Task goal: Your answer must restate each entry below word for word, with no pictures in it.

Information:

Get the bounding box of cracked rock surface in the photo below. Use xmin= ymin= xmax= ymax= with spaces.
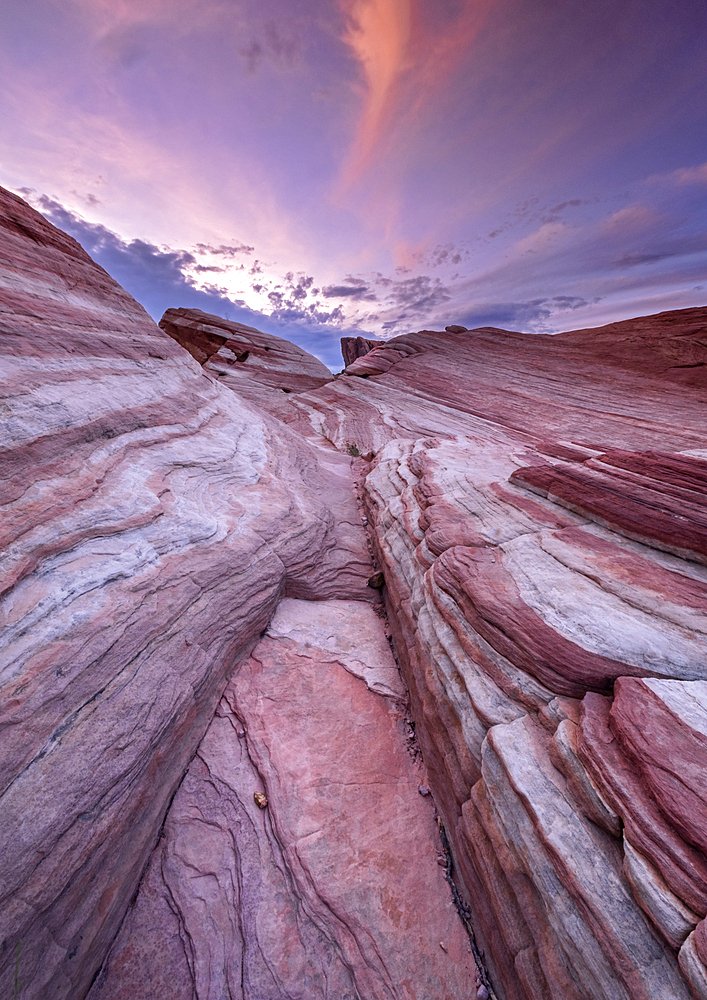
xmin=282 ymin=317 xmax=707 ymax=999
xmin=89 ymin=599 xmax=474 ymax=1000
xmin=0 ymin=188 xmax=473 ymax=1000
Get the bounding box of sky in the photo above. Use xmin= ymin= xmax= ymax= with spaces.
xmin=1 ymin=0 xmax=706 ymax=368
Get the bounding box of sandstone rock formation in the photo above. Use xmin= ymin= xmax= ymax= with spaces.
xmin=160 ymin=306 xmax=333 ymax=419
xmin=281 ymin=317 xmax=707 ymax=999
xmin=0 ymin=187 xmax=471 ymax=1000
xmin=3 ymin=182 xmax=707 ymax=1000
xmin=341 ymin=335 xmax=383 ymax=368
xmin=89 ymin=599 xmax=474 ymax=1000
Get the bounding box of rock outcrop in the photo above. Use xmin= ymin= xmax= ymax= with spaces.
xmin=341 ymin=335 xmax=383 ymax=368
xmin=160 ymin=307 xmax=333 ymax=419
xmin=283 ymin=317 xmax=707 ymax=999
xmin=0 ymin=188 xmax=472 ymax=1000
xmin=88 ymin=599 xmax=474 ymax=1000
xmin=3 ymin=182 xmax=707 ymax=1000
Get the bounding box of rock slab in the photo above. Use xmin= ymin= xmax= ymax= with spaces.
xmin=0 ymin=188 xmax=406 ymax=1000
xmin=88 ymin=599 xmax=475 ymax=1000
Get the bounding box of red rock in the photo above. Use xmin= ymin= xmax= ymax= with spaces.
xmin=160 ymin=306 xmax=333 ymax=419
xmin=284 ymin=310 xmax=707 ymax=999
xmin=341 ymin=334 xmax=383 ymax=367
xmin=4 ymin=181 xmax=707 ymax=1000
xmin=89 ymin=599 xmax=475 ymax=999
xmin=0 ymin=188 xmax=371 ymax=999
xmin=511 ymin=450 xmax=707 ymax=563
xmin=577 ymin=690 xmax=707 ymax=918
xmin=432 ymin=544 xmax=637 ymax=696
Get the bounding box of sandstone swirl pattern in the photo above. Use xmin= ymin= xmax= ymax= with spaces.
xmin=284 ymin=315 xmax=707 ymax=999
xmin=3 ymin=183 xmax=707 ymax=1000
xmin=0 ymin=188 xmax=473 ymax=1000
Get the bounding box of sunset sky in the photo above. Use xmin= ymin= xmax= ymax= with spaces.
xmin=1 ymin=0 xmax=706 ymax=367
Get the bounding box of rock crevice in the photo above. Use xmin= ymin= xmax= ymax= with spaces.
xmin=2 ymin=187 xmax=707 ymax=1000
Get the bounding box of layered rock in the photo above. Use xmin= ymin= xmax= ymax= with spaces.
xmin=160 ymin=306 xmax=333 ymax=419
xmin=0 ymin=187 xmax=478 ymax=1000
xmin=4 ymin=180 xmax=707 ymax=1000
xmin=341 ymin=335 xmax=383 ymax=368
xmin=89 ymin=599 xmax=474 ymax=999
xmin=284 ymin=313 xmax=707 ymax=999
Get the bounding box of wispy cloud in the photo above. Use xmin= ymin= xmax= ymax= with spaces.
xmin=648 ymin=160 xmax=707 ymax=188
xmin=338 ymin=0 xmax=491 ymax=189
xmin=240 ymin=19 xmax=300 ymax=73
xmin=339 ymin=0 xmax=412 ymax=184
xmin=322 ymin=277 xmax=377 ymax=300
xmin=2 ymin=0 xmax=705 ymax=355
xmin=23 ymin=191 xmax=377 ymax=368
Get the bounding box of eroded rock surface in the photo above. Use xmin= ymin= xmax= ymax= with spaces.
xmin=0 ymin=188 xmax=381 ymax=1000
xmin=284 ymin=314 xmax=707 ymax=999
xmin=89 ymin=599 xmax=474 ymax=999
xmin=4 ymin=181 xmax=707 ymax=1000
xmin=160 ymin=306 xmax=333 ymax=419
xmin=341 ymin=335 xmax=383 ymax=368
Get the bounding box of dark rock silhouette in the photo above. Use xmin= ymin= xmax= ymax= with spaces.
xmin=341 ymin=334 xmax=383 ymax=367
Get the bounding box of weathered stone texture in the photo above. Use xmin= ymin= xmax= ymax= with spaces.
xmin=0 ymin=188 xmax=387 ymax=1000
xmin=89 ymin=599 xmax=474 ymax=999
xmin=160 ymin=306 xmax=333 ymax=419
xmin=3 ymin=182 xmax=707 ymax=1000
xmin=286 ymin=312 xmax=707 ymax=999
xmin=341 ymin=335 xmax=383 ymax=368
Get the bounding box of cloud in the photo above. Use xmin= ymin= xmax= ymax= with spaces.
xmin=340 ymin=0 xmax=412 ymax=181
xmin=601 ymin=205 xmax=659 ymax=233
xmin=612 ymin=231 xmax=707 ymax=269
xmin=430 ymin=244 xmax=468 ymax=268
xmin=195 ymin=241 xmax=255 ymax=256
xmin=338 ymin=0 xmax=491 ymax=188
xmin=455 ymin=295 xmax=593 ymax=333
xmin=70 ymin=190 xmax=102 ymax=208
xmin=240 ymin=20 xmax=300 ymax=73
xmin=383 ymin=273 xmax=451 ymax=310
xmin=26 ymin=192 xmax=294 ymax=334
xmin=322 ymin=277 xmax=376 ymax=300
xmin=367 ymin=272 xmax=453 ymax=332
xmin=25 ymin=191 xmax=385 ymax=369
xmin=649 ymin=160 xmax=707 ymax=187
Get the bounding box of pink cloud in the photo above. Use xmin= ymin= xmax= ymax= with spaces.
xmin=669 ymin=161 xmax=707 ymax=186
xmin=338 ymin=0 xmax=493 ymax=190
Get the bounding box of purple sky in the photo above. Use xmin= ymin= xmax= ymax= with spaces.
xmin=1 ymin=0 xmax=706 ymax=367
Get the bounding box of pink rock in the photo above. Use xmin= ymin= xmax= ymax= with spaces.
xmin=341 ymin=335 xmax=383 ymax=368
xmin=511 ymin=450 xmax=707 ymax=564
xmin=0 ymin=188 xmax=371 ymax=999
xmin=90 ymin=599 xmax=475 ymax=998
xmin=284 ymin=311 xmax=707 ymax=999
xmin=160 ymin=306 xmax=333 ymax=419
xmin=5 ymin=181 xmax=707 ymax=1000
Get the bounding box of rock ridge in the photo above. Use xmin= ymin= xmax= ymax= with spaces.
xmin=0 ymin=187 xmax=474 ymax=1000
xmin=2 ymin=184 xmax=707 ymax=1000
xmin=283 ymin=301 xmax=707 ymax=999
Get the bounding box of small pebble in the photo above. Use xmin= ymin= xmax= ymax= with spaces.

Output:
Get the bounding box of cracked rock surface in the photo below. Use xmin= ymin= xmax= ymax= with spaces.
xmin=282 ymin=317 xmax=707 ymax=999
xmin=89 ymin=599 xmax=474 ymax=1000
xmin=0 ymin=188 xmax=473 ymax=1000
Get the bounding box of sky in the photo above. Use xmin= ymin= xmax= ymax= with spaces.
xmin=1 ymin=0 xmax=706 ymax=368
Get the bounding box of sandstone rock formation in the photo above. Use xmin= ymin= xmax= ymax= with spaces.
xmin=160 ymin=306 xmax=333 ymax=419
xmin=281 ymin=317 xmax=707 ymax=999
xmin=0 ymin=187 xmax=471 ymax=1000
xmin=3 ymin=182 xmax=707 ymax=1000
xmin=341 ymin=335 xmax=383 ymax=368
xmin=89 ymin=599 xmax=474 ymax=1000
Get the bounding box of rock outcrop in the photo above. Use xmin= ymin= xmax= ymax= with spaces.
xmin=341 ymin=335 xmax=383 ymax=368
xmin=160 ymin=307 xmax=333 ymax=419
xmin=283 ymin=317 xmax=707 ymax=999
xmin=0 ymin=188 xmax=472 ymax=1000
xmin=88 ymin=599 xmax=474 ymax=1000
xmin=3 ymin=182 xmax=707 ymax=1000
Get the bounding box of rock slab in the photo above. Use xmin= ymin= xmax= ymax= with spaces.
xmin=0 ymin=188 xmax=406 ymax=1000
xmin=88 ymin=599 xmax=475 ymax=1000
Get the bounding box of red rock in the photo above. Use xmin= ymin= xmax= ymax= with spaces.
xmin=160 ymin=306 xmax=333 ymax=419
xmin=284 ymin=310 xmax=707 ymax=999
xmin=341 ymin=334 xmax=383 ymax=367
xmin=4 ymin=181 xmax=707 ymax=1000
xmin=89 ymin=599 xmax=475 ymax=999
xmin=0 ymin=188 xmax=371 ymax=999
xmin=511 ymin=450 xmax=707 ymax=563
xmin=577 ymin=690 xmax=707 ymax=918
xmin=432 ymin=544 xmax=637 ymax=696
Get the bounding box of sandstone swirl pattern in the photo above. Use xmin= ymin= xmax= ymax= with spaces.
xmin=284 ymin=315 xmax=707 ymax=999
xmin=3 ymin=183 xmax=707 ymax=1000
xmin=0 ymin=188 xmax=473 ymax=1000
Get the bounding box of sunset sky in the photo above. Use xmin= ymin= xmax= ymax= with spaces.
xmin=1 ymin=0 xmax=706 ymax=367
Get the bounding box of rock crevice in the photo above. Use xmin= ymin= xmax= ymax= with spaces.
xmin=2 ymin=187 xmax=707 ymax=1000
Get the bounding box of layered rock in the photo above. Use xmin= ymin= xmax= ymax= with spaces.
xmin=160 ymin=306 xmax=333 ymax=419
xmin=0 ymin=187 xmax=478 ymax=1000
xmin=4 ymin=180 xmax=707 ymax=1000
xmin=341 ymin=335 xmax=383 ymax=368
xmin=89 ymin=599 xmax=474 ymax=999
xmin=284 ymin=313 xmax=707 ymax=999
Get the bounding box of wispy cloud in the photo above. Use xmin= ymin= xmax= ymax= with spaces.
xmin=648 ymin=160 xmax=707 ymax=188
xmin=338 ymin=0 xmax=491 ymax=189
xmin=240 ymin=19 xmax=300 ymax=73
xmin=339 ymin=0 xmax=412 ymax=184
xmin=322 ymin=277 xmax=377 ymax=300
xmin=2 ymin=0 xmax=705 ymax=355
xmin=23 ymin=191 xmax=377 ymax=368
Get the bounding box of eroded rock surface in the photo above. Use xmin= ymin= xmax= ymax= with spaces.
xmin=0 ymin=188 xmax=381 ymax=1000
xmin=284 ymin=314 xmax=707 ymax=999
xmin=89 ymin=599 xmax=474 ymax=999
xmin=4 ymin=181 xmax=707 ymax=1000
xmin=160 ymin=306 xmax=333 ymax=419
xmin=341 ymin=335 xmax=383 ymax=368
Get the bounding box of dark rock silhouette in the photo above. Use xmin= ymin= xmax= ymax= with spaces.
xmin=341 ymin=334 xmax=383 ymax=367
Get the bounding box of weathered stone texture in the photo above. Use xmin= ymin= xmax= ymax= with spaces.
xmin=0 ymin=188 xmax=387 ymax=1000
xmin=89 ymin=599 xmax=474 ymax=999
xmin=160 ymin=306 xmax=333 ymax=419
xmin=3 ymin=182 xmax=707 ymax=1000
xmin=286 ymin=312 xmax=707 ymax=999
xmin=341 ymin=335 xmax=383 ymax=368
Get the bounding box of cloud in the photo above. Use xmin= ymin= xmax= ymax= with spaces.
xmin=340 ymin=0 xmax=412 ymax=181
xmin=601 ymin=205 xmax=659 ymax=233
xmin=612 ymin=231 xmax=707 ymax=269
xmin=430 ymin=244 xmax=468 ymax=268
xmin=195 ymin=241 xmax=255 ymax=256
xmin=338 ymin=0 xmax=491 ymax=188
xmin=455 ymin=295 xmax=593 ymax=333
xmin=70 ymin=190 xmax=102 ymax=208
xmin=240 ymin=20 xmax=300 ymax=73
xmin=383 ymin=273 xmax=451 ymax=310
xmin=26 ymin=192 xmax=294 ymax=334
xmin=322 ymin=277 xmax=376 ymax=300
xmin=367 ymin=272 xmax=453 ymax=332
xmin=25 ymin=191 xmax=385 ymax=369
xmin=649 ymin=160 xmax=707 ymax=187
Get the bounding box of pink cloud in the photo above. Use xmin= ymin= xmax= ymax= with spaces.
xmin=669 ymin=161 xmax=707 ymax=186
xmin=338 ymin=0 xmax=493 ymax=190
Get the bounding box of purple sky in the photo above. Use xmin= ymin= xmax= ymax= with spaces.
xmin=1 ymin=0 xmax=706 ymax=367
Get the bounding box of pink rock in the photo above. Use xmin= ymin= xmax= ymax= with spaces.
xmin=341 ymin=335 xmax=383 ymax=368
xmin=511 ymin=450 xmax=707 ymax=564
xmin=0 ymin=188 xmax=371 ymax=999
xmin=90 ymin=599 xmax=475 ymax=998
xmin=284 ymin=311 xmax=707 ymax=999
xmin=160 ymin=306 xmax=333 ymax=419
xmin=5 ymin=181 xmax=707 ymax=1000
Get the bounding box of rock ridge in the photo above. Use xmin= ymin= xmax= ymax= with spaces.
xmin=0 ymin=187 xmax=474 ymax=1000
xmin=2 ymin=184 xmax=707 ymax=1000
xmin=283 ymin=301 xmax=707 ymax=999
Get the bounding box of small pebble in the photo above. Use xmin= ymin= xmax= ymax= with spaces.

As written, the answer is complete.